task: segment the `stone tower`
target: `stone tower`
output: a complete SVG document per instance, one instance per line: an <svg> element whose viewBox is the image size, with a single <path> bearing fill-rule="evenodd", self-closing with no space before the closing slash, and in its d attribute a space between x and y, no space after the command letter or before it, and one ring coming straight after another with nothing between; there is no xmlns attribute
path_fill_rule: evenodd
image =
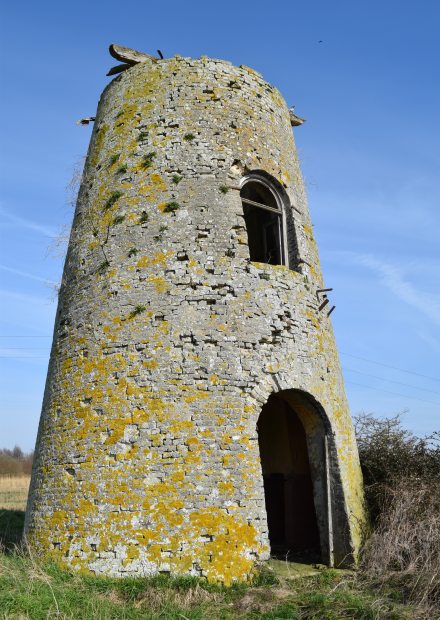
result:
<svg viewBox="0 0 440 620"><path fill-rule="evenodd" d="M37 439L39 553L226 584L270 554L355 561L361 473L292 118L206 57L105 89Z"/></svg>

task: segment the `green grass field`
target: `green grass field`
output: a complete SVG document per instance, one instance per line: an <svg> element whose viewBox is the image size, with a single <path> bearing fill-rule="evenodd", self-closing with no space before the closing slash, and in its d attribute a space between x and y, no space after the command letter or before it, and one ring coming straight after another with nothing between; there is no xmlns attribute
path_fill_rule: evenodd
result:
<svg viewBox="0 0 440 620"><path fill-rule="evenodd" d="M11 496L8 495L8 501ZM24 505L0 507L3 620L409 620L397 592L361 587L347 571L273 562L253 584L224 588L195 578L107 579L42 564L20 547ZM9 504L8 504L9 505ZM304 575L309 576L298 576Z"/></svg>
<svg viewBox="0 0 440 620"><path fill-rule="evenodd" d="M409 608L358 590L335 571L317 577L278 580L263 573L252 585L209 586L165 576L104 579L41 566L27 555L0 559L3 618L69 619L410 619Z"/></svg>
<svg viewBox="0 0 440 620"><path fill-rule="evenodd" d="M21 541L29 481L30 476L0 475L0 549Z"/></svg>

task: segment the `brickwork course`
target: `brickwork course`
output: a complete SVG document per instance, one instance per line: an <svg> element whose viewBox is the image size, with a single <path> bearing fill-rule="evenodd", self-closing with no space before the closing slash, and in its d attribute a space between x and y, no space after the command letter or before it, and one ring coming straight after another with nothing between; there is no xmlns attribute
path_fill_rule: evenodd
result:
<svg viewBox="0 0 440 620"><path fill-rule="evenodd" d="M252 175L279 197L285 264L250 260ZM271 553L257 422L278 394L305 432L321 560L355 562L362 479L322 288L280 93L206 57L115 78L59 295L30 545L96 574L248 578Z"/></svg>

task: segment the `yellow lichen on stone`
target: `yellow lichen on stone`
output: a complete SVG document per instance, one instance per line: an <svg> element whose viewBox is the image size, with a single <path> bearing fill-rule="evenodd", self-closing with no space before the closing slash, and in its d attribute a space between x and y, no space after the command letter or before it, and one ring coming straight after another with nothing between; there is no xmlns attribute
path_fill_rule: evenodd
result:
<svg viewBox="0 0 440 620"><path fill-rule="evenodd" d="M286 186L302 263L250 262L234 170ZM117 77L60 295L27 517L37 552L97 574L248 579L270 551L257 421L282 389L327 416L346 536L335 548L353 556L361 477L321 285L278 91L208 58Z"/></svg>

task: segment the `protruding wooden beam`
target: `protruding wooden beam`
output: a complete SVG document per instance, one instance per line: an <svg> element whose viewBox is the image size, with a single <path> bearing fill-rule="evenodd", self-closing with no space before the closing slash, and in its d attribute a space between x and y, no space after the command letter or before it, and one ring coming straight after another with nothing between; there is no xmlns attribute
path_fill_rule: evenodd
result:
<svg viewBox="0 0 440 620"><path fill-rule="evenodd" d="M95 120L95 116L86 116L86 118L80 118L78 121L76 121L77 125L88 125L89 123L93 123L93 121Z"/></svg>
<svg viewBox="0 0 440 620"><path fill-rule="evenodd" d="M157 58L155 56L150 56L150 54L144 54L144 52L138 52L137 50L133 50L130 47L123 47L122 45L116 45L116 43L112 43L108 48L110 55L116 60L120 60L123 63L128 63L131 65L135 65L139 62L145 62L147 60L152 60L153 62L157 62Z"/></svg>
<svg viewBox="0 0 440 620"><path fill-rule="evenodd" d="M130 67L132 66L133 66L133 63L128 63L128 62L124 63L123 65L116 65L116 67L112 67L110 69L107 75L117 75L118 73L122 73L123 71L130 69Z"/></svg>
<svg viewBox="0 0 440 620"><path fill-rule="evenodd" d="M299 125L302 125L303 123L306 122L305 118L301 118L300 116L297 116L296 114L292 112L292 110L289 110L289 116L290 116L290 124L292 125L292 127L298 127Z"/></svg>

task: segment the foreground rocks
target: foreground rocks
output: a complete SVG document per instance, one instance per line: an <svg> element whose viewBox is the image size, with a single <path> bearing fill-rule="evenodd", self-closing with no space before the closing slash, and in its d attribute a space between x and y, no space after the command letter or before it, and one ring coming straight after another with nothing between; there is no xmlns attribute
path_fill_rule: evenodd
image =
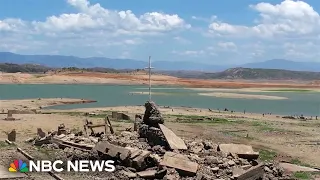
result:
<svg viewBox="0 0 320 180"><path fill-rule="evenodd" d="M182 139L164 125L153 102L145 106L137 131L88 136L61 125L46 136L38 130L34 144L57 149L54 157L60 160L115 160L116 179L286 179L278 164L259 162L251 146Z"/></svg>

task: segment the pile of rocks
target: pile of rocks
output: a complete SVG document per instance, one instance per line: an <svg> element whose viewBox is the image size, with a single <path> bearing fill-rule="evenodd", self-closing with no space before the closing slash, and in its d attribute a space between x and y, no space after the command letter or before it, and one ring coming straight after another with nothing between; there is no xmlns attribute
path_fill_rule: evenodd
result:
<svg viewBox="0 0 320 180"><path fill-rule="evenodd" d="M259 162L259 153L251 146L182 140L163 125L153 102L145 107L138 131L104 138L60 134L52 136L49 143L64 149L56 156L60 159L115 160L113 179L288 179L277 164Z"/></svg>

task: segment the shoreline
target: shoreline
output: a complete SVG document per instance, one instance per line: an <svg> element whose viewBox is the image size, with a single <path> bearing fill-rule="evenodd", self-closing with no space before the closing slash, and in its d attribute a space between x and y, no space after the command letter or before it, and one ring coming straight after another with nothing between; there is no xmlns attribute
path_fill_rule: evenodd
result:
<svg viewBox="0 0 320 180"><path fill-rule="evenodd" d="M41 74L40 77L28 73L0 74L0 84L102 84L102 85L147 85L148 75L84 73L84 74ZM320 89L317 81L301 80L245 80L245 79L194 79L168 75L152 75L154 86L179 86L185 88L303 88Z"/></svg>
<svg viewBox="0 0 320 180"><path fill-rule="evenodd" d="M95 103L96 100L88 99L71 99L71 98L40 98L39 99L12 99L12 100L0 100L1 108L0 114L6 114L8 110L41 110L41 112L100 112L100 111L120 111L120 112L130 112L130 113L141 113L144 112L144 105L122 105L122 106L100 106L100 107L89 107L89 108L71 108L71 109L54 109L56 106L64 106L71 104L87 104ZM187 107L187 106L165 106L158 105L159 109L166 114L176 114L173 109L181 111L181 114L186 115L225 115L229 116L234 115L246 115L254 116L256 118L262 118L262 114L265 114L266 117L277 117L282 119L283 116L291 116L293 114L273 114L267 115L266 113L257 113L246 111L245 114L243 111L233 111L228 110L224 111L223 108L210 109L210 108L197 108L197 107ZM220 109L220 110L219 110ZM307 115L306 117L315 117L316 115ZM318 116L320 118L320 116Z"/></svg>
<svg viewBox="0 0 320 180"><path fill-rule="evenodd" d="M72 99L72 98L38 98L38 99L11 99L0 100L0 112L7 113L8 110L42 110L54 106L71 104L95 103L96 100Z"/></svg>
<svg viewBox="0 0 320 180"><path fill-rule="evenodd" d="M217 79L213 79L212 81L221 81ZM232 82L229 82L232 83ZM120 85L120 86L132 86L132 85L148 85L147 82L27 82L27 83L15 83L15 82L0 82L0 85ZM223 86L223 85L197 85L197 84L170 84L170 83L157 83L157 82L152 82L153 86L173 86L173 87L181 87L181 88L186 88L186 89L234 89L234 90L239 90L239 89L310 89L310 90L319 90L320 91L320 86L307 86L307 85L291 85L291 84L259 84L259 83L254 83L254 84L241 84L240 87L234 87L234 86ZM267 91L269 92L269 91ZM277 91L273 91L277 92Z"/></svg>
<svg viewBox="0 0 320 180"><path fill-rule="evenodd" d="M0 85L95 85L95 86L148 86L147 83L97 83L97 82L78 82L78 83L3 83ZM164 86L163 88L161 88ZM141 90L147 90L148 88L137 88ZM320 92L320 86L313 87L190 87L181 84L154 84L152 89L187 89L194 91L234 91L234 92L265 92L265 93L278 93L278 92ZM139 94L139 92L132 92L133 94Z"/></svg>
<svg viewBox="0 0 320 180"><path fill-rule="evenodd" d="M209 92L198 93L200 96L221 97L221 98L234 98L234 99L262 99L262 100L285 100L287 97L269 96L259 94L239 94L239 93L225 93L225 92Z"/></svg>

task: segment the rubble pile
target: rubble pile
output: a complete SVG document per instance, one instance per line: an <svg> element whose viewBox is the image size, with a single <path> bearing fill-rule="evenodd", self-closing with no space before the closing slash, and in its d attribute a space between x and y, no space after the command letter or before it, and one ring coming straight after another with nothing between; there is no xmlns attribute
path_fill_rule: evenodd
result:
<svg viewBox="0 0 320 180"><path fill-rule="evenodd" d="M143 121L134 124L137 131L107 134L101 138L76 136L61 130L64 129L61 126L60 133L47 136L40 133L43 137L34 143L46 144L46 147L56 144L51 148L63 149L57 158L115 160L113 179L286 179L278 165L259 162L259 153L251 146L182 140L164 125L155 103L147 102L145 108Z"/></svg>

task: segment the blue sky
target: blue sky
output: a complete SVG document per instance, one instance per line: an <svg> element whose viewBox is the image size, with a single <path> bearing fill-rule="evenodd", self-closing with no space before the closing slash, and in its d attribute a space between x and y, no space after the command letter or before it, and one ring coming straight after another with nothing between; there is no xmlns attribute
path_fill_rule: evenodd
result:
<svg viewBox="0 0 320 180"><path fill-rule="evenodd" d="M208 64L320 62L320 1L1 0L0 51Z"/></svg>

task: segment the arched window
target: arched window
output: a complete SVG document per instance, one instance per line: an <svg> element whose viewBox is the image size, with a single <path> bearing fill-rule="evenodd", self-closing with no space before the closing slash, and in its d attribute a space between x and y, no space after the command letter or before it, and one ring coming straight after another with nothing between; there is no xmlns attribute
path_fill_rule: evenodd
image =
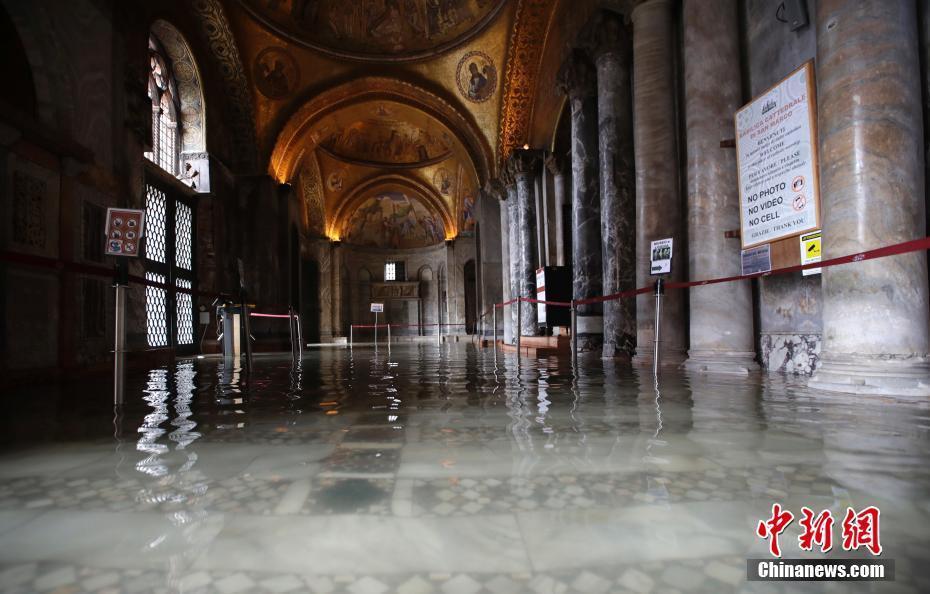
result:
<svg viewBox="0 0 930 594"><path fill-rule="evenodd" d="M148 50L152 150L145 157L152 165L146 170L164 170L176 181L145 175L146 331L150 347L190 351L196 347L195 196L210 191L203 85L190 46L171 24L152 24Z"/></svg>
<svg viewBox="0 0 930 594"><path fill-rule="evenodd" d="M149 36L149 99L152 101L152 151L145 153L153 163L178 174L178 136L181 104L178 84L164 47Z"/></svg>

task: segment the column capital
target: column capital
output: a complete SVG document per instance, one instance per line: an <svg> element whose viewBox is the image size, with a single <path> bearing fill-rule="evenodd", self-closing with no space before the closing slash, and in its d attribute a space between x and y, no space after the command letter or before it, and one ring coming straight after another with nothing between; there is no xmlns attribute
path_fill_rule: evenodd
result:
<svg viewBox="0 0 930 594"><path fill-rule="evenodd" d="M539 163L539 151L532 149L516 149L510 153L505 168L514 180L529 177L536 173L536 167Z"/></svg>
<svg viewBox="0 0 930 594"><path fill-rule="evenodd" d="M558 153L547 153L544 163L546 164L546 169L549 170L549 173L551 173L553 177L565 175L565 171L569 167L568 159L565 155L560 155Z"/></svg>
<svg viewBox="0 0 930 594"><path fill-rule="evenodd" d="M484 185L484 191L501 202L507 199L507 190L504 189L504 183L500 179L488 180L488 183Z"/></svg>
<svg viewBox="0 0 930 594"><path fill-rule="evenodd" d="M556 82L559 90L572 99L593 97L597 75L591 60L582 49L573 49L559 69Z"/></svg>
<svg viewBox="0 0 930 594"><path fill-rule="evenodd" d="M616 56L632 62L633 35L623 15L612 10L600 10L592 17L585 45L595 62L604 56Z"/></svg>

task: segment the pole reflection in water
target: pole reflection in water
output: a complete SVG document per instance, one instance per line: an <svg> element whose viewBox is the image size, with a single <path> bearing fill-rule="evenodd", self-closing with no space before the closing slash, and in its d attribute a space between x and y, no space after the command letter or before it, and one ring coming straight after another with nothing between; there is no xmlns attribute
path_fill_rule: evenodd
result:
<svg viewBox="0 0 930 594"><path fill-rule="evenodd" d="M209 481L195 468L198 455L193 445L201 438L191 409L196 376L192 362L177 364L173 374L168 369L150 372L144 399L152 411L139 427L142 437L136 444L139 451L148 454L136 464L146 479L136 501L162 512L165 520L165 527L145 551L167 551L159 558L167 559L167 578L173 586L179 584L222 525L219 518L210 521L206 509ZM170 433L162 427L169 418L174 427Z"/></svg>

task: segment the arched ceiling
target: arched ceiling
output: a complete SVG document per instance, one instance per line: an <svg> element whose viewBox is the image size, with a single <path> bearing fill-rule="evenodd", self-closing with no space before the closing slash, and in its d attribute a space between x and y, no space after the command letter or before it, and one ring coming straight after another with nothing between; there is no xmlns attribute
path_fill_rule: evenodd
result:
<svg viewBox="0 0 930 594"><path fill-rule="evenodd" d="M356 212L402 203L417 229L473 229L478 189L530 141L560 0L223 1L259 158L299 189L307 231L381 245Z"/></svg>
<svg viewBox="0 0 930 594"><path fill-rule="evenodd" d="M351 60L410 61L459 46L506 0L239 0L295 44Z"/></svg>

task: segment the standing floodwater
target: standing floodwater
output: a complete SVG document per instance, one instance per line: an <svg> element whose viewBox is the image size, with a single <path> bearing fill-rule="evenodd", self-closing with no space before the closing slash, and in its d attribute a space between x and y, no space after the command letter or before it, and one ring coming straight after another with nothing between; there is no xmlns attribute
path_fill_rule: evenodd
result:
<svg viewBox="0 0 930 594"><path fill-rule="evenodd" d="M179 360L24 387L0 420L9 592L917 592L927 410L803 382L472 345ZM881 509L894 583L747 583L773 503ZM801 554L798 523L781 536ZM842 586L840 590L837 586Z"/></svg>

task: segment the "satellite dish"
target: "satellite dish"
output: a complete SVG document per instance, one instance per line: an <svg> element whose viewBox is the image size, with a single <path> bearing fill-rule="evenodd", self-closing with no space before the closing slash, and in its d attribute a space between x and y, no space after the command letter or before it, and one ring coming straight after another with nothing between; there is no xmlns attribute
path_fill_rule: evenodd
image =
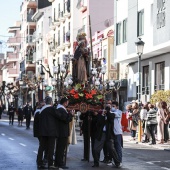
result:
<svg viewBox="0 0 170 170"><path fill-rule="evenodd" d="M105 27L110 27L110 25L111 25L110 19L106 19L106 20L104 21L104 26L105 26Z"/></svg>

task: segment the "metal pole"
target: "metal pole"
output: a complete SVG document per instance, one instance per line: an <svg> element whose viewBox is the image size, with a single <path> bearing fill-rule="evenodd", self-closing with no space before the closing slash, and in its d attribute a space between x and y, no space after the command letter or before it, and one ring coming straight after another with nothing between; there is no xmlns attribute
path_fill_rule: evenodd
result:
<svg viewBox="0 0 170 170"><path fill-rule="evenodd" d="M139 84L138 84L138 103L140 105L140 97L141 97L141 55L138 57L138 76L139 76ZM139 120L138 124L138 142L141 142L142 140L142 124L141 120Z"/></svg>
<svg viewBox="0 0 170 170"><path fill-rule="evenodd" d="M138 57L138 76L139 76L139 84L138 84L138 102L140 103L141 99L141 55Z"/></svg>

# # # # #

WHAT YOU NEED TO DO:
Go to the line in the material above that contains "target: pile of rocks" and copy exactly from there through the line that contains "target: shoreline", stopping after it.

TASK RESULT:
target: pile of rocks
output: a complete SVG document per instance, one instance per line: an <svg> element whose viewBox is the image size, with a single <path> bearing fill-rule="evenodd", self-closing with no space before the closing slash, and in its d attribute a space between x and y, no space after the command letter or before it, and one ring coming straight after another with nothing between; there is no xmlns attribute
path_fill_rule: evenodd
result:
<svg viewBox="0 0 320 180"><path fill-rule="evenodd" d="M259 162L259 153L251 146L182 140L163 125L153 102L145 107L138 131L104 138L60 134L52 136L49 143L64 149L56 156L60 159L115 160L113 179L288 179L277 164Z"/></svg>

task: segment the shoreline
target: shoreline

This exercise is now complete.